== DOCUMENTO DE ORIGEM

É muita historia pra duas pessoas, é um orgulho muito grande pra nós brasileiros termos musicos com tanto talento e genialidade
Salve Caetano e Gil! Os mestres reis da nossa MPB!!! Repertório muito bem vindo e bem escolhido!!!
Vi o show em Portugal, aqui em Oeiras. Foi muito bom!
cinco estrelas para um show de sucessos manjados e banquinhos e violões? ninguém tem coragem de falar mal de Gil e de Caetano,
Não concordo com o Luca, porque assisti o show aqui em São Paulo e ele é incrível. Os dois cantando bem, tocando muito bem, entrosados e com um repertório que toda a plateia canta junto. Não fosse o palco gigante do Citibank Hall (e os valores dos ingressos), poderia ser chamado de um show intimista entre os artistas e o público.
No entanto, acho muito interessante o comentário. Tem um Q de verdade aí. Se os dois fizessem um show cantando clássicos da Kelly Key, provavelmente sairiam críticas dizendo que os dois valorizaram o repertório da cantora. Os dois parecem estar em pólos extremos: ou a crítica só fala bem ou tem alguns que enchem a boca para falar mal, mas com fundamento bastante raso.
è um show caça níquel, pra ganhar dinheiro, e muito dinheiro. Juntam os dois grandes nomes cantando músicas conhecidas do grandes público ou grande parte delas e faz o show. Resultado: Conta bancária abastecida!

====
== EXCERTOS DE DADOS

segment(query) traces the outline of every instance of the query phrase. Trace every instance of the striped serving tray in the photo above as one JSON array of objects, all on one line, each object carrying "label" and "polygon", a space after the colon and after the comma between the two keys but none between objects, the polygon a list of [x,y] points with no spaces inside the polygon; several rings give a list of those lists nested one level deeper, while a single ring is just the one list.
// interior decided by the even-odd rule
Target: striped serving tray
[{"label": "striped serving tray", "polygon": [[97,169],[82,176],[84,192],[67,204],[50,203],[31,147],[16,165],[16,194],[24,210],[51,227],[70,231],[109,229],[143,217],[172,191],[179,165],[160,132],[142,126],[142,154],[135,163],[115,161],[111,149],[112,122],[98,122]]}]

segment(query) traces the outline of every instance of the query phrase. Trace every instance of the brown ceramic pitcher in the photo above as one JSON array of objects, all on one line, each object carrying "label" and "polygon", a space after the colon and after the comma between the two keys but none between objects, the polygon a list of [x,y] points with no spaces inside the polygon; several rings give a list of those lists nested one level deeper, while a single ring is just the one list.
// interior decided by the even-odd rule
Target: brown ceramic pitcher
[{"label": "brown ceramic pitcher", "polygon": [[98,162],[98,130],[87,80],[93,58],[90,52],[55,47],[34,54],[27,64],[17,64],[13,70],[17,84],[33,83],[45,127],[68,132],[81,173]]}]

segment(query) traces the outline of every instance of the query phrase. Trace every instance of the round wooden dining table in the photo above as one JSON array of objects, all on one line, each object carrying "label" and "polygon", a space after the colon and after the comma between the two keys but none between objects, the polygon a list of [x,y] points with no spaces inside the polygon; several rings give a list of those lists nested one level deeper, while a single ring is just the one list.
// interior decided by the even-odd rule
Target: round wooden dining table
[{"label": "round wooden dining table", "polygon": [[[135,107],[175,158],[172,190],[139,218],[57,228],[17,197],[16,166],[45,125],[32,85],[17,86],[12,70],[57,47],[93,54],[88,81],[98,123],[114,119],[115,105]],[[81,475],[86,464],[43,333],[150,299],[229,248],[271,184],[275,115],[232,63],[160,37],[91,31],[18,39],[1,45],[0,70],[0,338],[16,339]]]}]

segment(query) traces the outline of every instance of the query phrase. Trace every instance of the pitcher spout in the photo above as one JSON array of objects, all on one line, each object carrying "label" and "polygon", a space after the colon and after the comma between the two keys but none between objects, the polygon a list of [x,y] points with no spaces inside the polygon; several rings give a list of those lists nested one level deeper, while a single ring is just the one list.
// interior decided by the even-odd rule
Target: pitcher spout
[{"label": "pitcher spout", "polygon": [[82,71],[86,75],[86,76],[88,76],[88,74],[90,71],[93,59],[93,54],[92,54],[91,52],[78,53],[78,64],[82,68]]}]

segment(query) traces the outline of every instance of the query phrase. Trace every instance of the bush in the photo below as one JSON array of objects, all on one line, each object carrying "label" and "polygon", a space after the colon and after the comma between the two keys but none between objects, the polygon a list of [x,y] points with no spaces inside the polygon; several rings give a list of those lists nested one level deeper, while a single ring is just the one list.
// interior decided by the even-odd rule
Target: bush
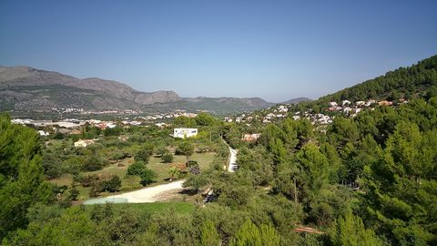
[{"label": "bush", "polygon": [[111,179],[102,182],[101,190],[107,190],[109,192],[118,191],[121,186],[121,179],[117,175],[112,175]]},{"label": "bush", "polygon": [[118,136],[121,134],[122,128],[106,128],[103,131],[105,137],[108,136]]},{"label": "bush", "polygon": [[134,159],[137,161],[144,161],[145,163],[148,163],[148,159],[150,159],[150,151],[146,149],[139,149],[137,154],[135,154]]},{"label": "bush", "polygon": [[143,172],[141,173],[140,177],[141,177],[140,183],[143,186],[147,186],[147,185],[149,185],[149,184],[155,182],[156,181],[155,179],[157,179],[158,175],[152,169],[145,168],[143,169]]},{"label": "bush", "polygon": [[[96,174],[91,174],[85,177],[80,177],[80,176],[75,176],[75,177],[77,177],[77,180],[80,182],[80,184],[83,187],[90,187],[93,184],[97,183],[98,180],[100,180],[100,178]],[[74,179],[75,179],[76,178],[74,178]]]},{"label": "bush", "polygon": [[127,168],[127,175],[140,176],[145,169],[146,163],[144,161],[135,161]]},{"label": "bush", "polygon": [[106,161],[97,154],[93,154],[85,159],[82,165],[83,171],[101,170],[106,165]]},{"label": "bush", "polygon": [[76,186],[73,186],[68,194],[68,199],[71,200],[77,200],[77,196],[79,196],[79,190],[76,189]]},{"label": "bush", "polygon": [[171,163],[173,162],[173,155],[171,153],[167,153],[162,156],[162,162]]}]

====

DETALHES DO EXERCÍCIO — Segundo os comentários sobre o show de Caetano e Gil, em que casa de espetáculos de São Paulo o show foi assistido?

RESULTADO DO EXERCÍCIO — No Citibank Hall.